§ **ASSIGNED TASK**
Copy the entries that appear below in full, leaving out any picture among them.

§ **INFORMATION SHOWN**
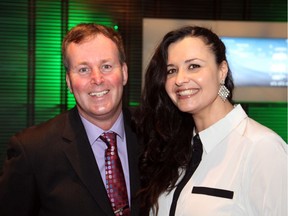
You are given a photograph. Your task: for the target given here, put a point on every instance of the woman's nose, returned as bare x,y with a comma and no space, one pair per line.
181,78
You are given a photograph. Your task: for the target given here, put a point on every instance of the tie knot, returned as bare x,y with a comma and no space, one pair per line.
109,138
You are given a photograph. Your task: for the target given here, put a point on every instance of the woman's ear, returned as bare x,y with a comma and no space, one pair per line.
223,70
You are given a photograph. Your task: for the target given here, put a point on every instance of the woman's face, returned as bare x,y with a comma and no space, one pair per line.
193,76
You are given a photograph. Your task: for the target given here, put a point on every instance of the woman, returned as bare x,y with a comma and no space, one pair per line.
188,91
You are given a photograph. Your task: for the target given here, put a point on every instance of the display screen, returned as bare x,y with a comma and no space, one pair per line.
257,61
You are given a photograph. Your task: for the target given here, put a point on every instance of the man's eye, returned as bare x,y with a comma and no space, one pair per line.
84,70
106,68
192,66
171,71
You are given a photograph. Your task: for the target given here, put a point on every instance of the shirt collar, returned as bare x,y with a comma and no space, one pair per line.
93,132
214,134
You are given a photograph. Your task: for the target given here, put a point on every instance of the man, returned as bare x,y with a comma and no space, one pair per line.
58,167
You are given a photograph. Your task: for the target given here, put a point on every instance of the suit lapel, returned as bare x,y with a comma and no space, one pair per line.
133,154
81,157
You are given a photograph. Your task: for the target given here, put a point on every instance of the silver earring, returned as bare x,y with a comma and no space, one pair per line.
223,91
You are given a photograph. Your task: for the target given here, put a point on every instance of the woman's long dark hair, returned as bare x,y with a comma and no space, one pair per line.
166,131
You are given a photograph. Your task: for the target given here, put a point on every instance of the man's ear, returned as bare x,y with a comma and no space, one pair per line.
125,73
68,83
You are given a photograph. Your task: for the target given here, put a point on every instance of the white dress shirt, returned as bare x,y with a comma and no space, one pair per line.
241,158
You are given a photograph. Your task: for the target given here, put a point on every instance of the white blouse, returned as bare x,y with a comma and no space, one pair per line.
243,172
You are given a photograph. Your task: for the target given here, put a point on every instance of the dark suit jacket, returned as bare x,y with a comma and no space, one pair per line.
51,170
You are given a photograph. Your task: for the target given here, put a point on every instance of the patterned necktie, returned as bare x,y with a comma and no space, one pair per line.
197,150
115,181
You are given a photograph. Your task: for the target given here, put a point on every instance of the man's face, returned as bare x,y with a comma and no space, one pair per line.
96,78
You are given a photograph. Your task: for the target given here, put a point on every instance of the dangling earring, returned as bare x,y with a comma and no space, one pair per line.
223,91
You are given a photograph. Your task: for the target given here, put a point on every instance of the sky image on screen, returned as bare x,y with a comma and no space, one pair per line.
257,61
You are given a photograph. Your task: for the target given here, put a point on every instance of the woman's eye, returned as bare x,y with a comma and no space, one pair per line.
171,71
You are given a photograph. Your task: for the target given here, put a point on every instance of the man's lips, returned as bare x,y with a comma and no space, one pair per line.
99,94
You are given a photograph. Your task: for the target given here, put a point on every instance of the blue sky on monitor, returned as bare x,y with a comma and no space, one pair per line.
257,61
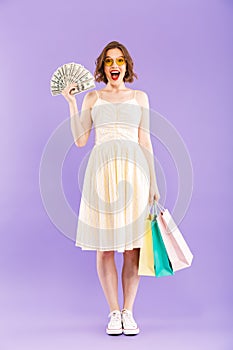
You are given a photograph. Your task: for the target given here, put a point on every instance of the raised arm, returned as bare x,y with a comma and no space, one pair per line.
80,125
146,145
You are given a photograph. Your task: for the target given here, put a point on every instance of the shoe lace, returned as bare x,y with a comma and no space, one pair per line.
128,317
115,317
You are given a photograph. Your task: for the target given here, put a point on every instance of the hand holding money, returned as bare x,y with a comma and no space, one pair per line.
69,92
68,74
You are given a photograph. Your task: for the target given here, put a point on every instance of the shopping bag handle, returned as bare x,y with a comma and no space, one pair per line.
161,208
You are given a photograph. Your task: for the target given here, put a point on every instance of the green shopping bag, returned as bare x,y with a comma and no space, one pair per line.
162,264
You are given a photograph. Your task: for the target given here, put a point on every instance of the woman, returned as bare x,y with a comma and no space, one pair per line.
111,217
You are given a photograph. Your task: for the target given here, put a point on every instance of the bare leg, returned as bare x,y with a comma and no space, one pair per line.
107,273
130,277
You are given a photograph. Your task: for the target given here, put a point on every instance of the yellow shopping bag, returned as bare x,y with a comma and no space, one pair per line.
146,258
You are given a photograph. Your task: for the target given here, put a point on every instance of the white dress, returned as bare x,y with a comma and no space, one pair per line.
115,193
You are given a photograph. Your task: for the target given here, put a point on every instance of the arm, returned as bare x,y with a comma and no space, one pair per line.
80,126
145,143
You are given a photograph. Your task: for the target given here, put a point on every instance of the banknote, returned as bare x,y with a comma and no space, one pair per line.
71,73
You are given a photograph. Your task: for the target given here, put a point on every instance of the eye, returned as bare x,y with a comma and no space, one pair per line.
108,61
120,60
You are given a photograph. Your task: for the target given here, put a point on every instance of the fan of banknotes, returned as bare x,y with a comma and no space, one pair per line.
71,73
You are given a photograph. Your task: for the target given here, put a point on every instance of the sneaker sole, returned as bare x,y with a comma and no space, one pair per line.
114,331
131,331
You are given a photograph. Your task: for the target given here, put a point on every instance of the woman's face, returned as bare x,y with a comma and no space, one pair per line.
115,73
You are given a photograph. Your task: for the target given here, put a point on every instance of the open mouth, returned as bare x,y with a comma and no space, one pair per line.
115,74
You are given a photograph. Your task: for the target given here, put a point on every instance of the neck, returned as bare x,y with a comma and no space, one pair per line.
114,87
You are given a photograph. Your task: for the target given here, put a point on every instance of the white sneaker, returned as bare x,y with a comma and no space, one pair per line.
114,325
129,325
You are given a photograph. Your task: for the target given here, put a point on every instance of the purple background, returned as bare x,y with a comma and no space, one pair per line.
50,294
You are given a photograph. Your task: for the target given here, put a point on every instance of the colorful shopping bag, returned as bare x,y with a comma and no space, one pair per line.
162,263
146,258
176,246
153,260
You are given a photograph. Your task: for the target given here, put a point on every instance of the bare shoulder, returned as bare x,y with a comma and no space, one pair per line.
142,98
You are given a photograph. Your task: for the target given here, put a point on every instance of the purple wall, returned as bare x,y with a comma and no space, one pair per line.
50,293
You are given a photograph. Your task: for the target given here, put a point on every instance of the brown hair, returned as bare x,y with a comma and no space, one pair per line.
99,70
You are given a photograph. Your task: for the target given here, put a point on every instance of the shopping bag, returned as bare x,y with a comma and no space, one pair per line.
177,249
153,259
162,263
146,258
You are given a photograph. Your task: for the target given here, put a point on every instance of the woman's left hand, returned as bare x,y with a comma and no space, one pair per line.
153,194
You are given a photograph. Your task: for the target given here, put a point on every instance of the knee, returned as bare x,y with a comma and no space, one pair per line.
105,255
131,255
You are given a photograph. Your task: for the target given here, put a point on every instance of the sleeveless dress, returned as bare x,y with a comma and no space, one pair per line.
115,194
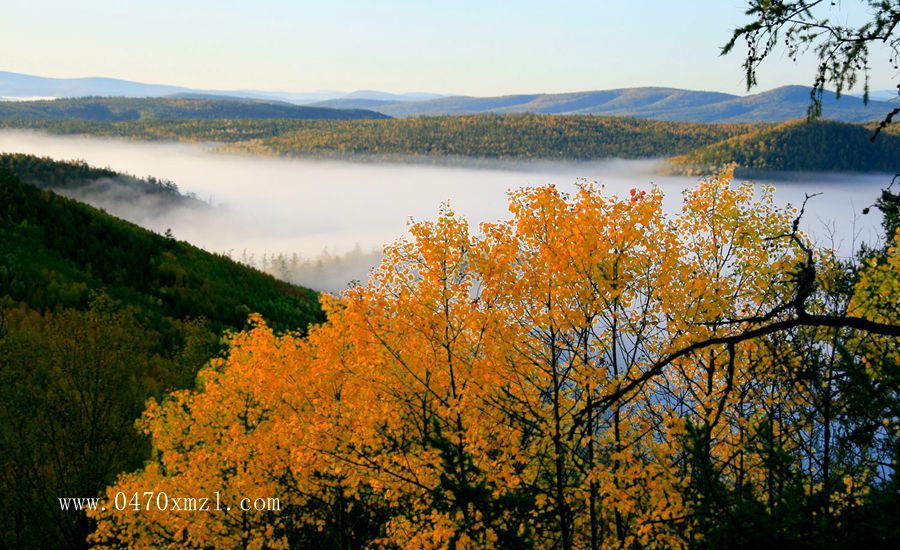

§ **EXERCISE SOLUTION**
You are given a photograph. Your task: for the target given here, put a point on every instance of the woman's nose, returned as bare x,y with a comma and no space, one pair per line.
181,78
You are given a photograph. Your task: for the target given here, put a point on every instance of the tie knot, returned as bare x,y with a comma and no space, one pair per line.
109,138
You are given a photograph. Your task: for the target given here, put a point on every instance of the woman's ear, returned as bare x,y with a comma and no space, one pair per line.
223,70
You are given a photograph. Your task: for the target given here, put a point on every instance of the woman's face, returned as bare x,y with a comma and no space, one pair per line.
193,76
You are given a photograph. Your task: for the target given here, put a point on every instance of the woman, returned as bare x,y with a comma and no space, one pair per line.
188,91
You are given a photograph. Your task: for the target given here, put a point on every instance of the display screen, returned as bare x,y with a comma and no space, one pair per line.
257,61
You are given a photograph. Your task: for the target given here, put a point on every instance of the man's eye, returned as bare x,y with a comma and no space, one pair per line.
84,70
106,68
192,66
171,71
You are given a photograph. Your task: for the target given here, put a point on every instance of the shirt collar, returned as bare x,y with a comma and no space, one pair per line.
93,132
214,134
You are given a photograph. Your task: for the target given here, put a point on every instance of the man, returned as bare x,y with a comma and no space, one pair per line.
58,167
You are given a photograph. Your task: for the target given here, put a point on every instance of the suit lapel, returned as bare x,y with a comma and no space, one pair per line.
133,154
81,157
You are given a photograph. Your task: for the target given here, put a point on every instance of the silver earring, returned as bare x,y with a comma and no space, one pair per line.
223,91
You are given a photograph. Your task: for the target given here, put a point on every instance of the woman's long dark hair, returned as bare x,y with a comma and no space, one pair per line.
166,131
You are given a photograph. Your task: for the target given here, put a point on every instance of the man's ear, returned as bare x,y with a comma and no space, one pair per line.
125,73
68,83
You are given a photograph. Your task: for the target given here, put a point on every instance of the white dress shirt, returned as bare x,y with a comma and no space, one pair per line.
241,158
You are given a photograph. Your task: for the target given here, put a point on every instance of the white blouse, returned as bare x,y with a comma and no space, one pair per line.
243,172
You are given a photograph. Your task: for the target given here, put a point on every instance of the dark suit jacket, returned as bare x,y with a comma and no space, one pair per line.
51,170
You are given a photograph. Your task: for the target given here, put a point on every instance of the patterned necktie, returned as bare x,y with a comma and no space, one pair per line.
197,150
115,181
You are given a photograph. Your task: for the target given here, put a point on every instance of the man's face, returned as bare x,y with a comma and no space, one pair per line.
96,78
You are given a photograph. Your task: for the target given here, put a point on every instance of the dangling earring, returned as bare x,y with a comma and no space, one pair per line.
223,91
You are given a photograph. Your task: for the target given here, put a point on every instance of the sky image on screen, returned as bare x,y with a comma and no space, one pair per line.
257,61
You are given a photograph. Your task: for the target given here, put a point on every instance of the woman's eye, returned as bare x,y with a comma and no space, one pair per line.
171,71
You are given a photograph. Your task: for the target given here, put a point on every instance of the man's lips, returned as bare x,y with a comma and no space, one pair per line.
99,94
You are given a photograph. Your task: for the target given here, put a point on every instance of the blue sky on monitor, returned as bare x,y with a comma and no space, one pair per line.
257,61
You are given a photograph. Your task: for the target given here, put a point on every instance of the raised arm, returned as bare x,y with a comma and no space, one pair per line.
80,125
146,145
You are given a photograph. Your task: for the target given here, put a point on every instance of the shoe lace, returned as bare x,y with a comma and no space, one pair per line.
128,317
115,317
You are given a photograph. Your task: for the target given here, put a point on every instance of the hand holding money, returned as bare x,y with a comma and no space, one pair per line.
69,92
68,74
You are given a photograph. Your task: for the target given here, put a point on every instance of the shopping bag handle, returned as bare x,y with a comma and no space, one pair per line.
161,208
You are given a photograph. Your task: for the target given here, put a point on every instance of the green shopping bag, returned as bare x,y with a comma and no space, one pair per line.
162,264
You are given a photograph. Your task: for the target given here, put a point on every instance of the woman, returned as bare x,y with a comma and no space, one pair per line.
111,217
You are given a photograph. Your task: for the target given here, put a point on every instance of the bare leg, returned as bare x,y with a comma and no space, one pair per line.
107,273
130,277
You are given a photograph. Your task: for the target given here, put a point on every instance of the yellow shopping bag, returned as bare x,y with a comma and no space, one pair per line.
146,258
You are given a photograph. Your task: for the target given here, put a point on every instance of the white dress, returned as bare x,y with a comma and no space, one pair per line.
115,193
You are given a photograph. Your task: for the target given here, put a point on every instance of the arm, returned as bare x,y with a comma and no space, one pair per line.
80,126
145,143
You are given a photograph. Your task: for the target given here, put a point on every instance of the banknote, returned as bare x,y with a comma and no space, one pair per line.
71,73
You are given a photograph. Your task: for the target given here, put a point on every instance of the eye, returned as bare x,y with a comma and no space, one pair per line.
108,61
120,60
You are given a photograph. Your task: for the target given here, put a point on every instance of the fan of banknotes, returned as bare x,y with a comma and no space, one pair per line.
71,73
You are given a photograph. Your task: for the target given here, put a point on every instance of the sneaker sole, returned as bare x,y with a comma and no space, one pair per line.
114,331
131,331
You are given a photograph. Your task: for the target given here, put a point on every instance of the woman's face, returned as bare x,y with a comma and no space, one pair per line.
115,73
You are given a photograph. Your task: for the target given here, put a point on every instance of the open mouth, returned as bare x,y with a comma and no space, one pair per line.
115,74
You are given a photograph. Your task: for the target given here, put a point on every instance of the neck, returned as bare x,y with a comma and no space, one pair per line.
114,87
You are given a photograph. Your task: for the target given here, put a point on every instance of the white sneaker, returned as bare x,y with a comma and no space, one pair per line.
114,325
129,325
You are given a photograph. Your task: for the target given here, put a point on every instance of the purple background, returned as bare x,y with a comma and no space, one pair per line.
50,294
You are given a photograph. Your task: for the target given here, put a point on every instance of the colorful shopping bag, returned as bare x,y with a comma and no space, one pair per line.
162,263
146,258
176,246
153,260
You are given a photograph. Your task: for the target given here, put a point on every instance of the bare shoulder, returned as bare x,y with a comma and no space, one pair per line.
142,98
You are given a photograph. Your task: for the target given here, put a point on every instance of the purple wall, returned as bare x,y with a comma and no space, one pair per line.
50,293
You are given a photograph. Your task: for the target given here, put a point on every instance of the brown hair, returned as bare x,y with a comma and no space, one pair per line.
99,70
You are given a photograph. Your task: for the target given here, put a point on every instance of the shopping bag, returned as bare x,y with a comma and no space, one pair per line.
177,249
153,259
162,263
146,258
You are given a photograph. Your task: for the target given here, put a point on every instance of the woman's left hand, returned as bare x,y with a comma and no space, one pair per line.
153,194
You are given a photograph. Your task: for the target given here, put a point on every instance of the knee, returned as bare x,y with a comma and no space, one pair per line.
105,255
131,255
You are given a photograph. Your task: for the target given here, put a point on every instance of the sleeveless dress, returned as bare x,y with a comma and no space, one pair per line.
115,194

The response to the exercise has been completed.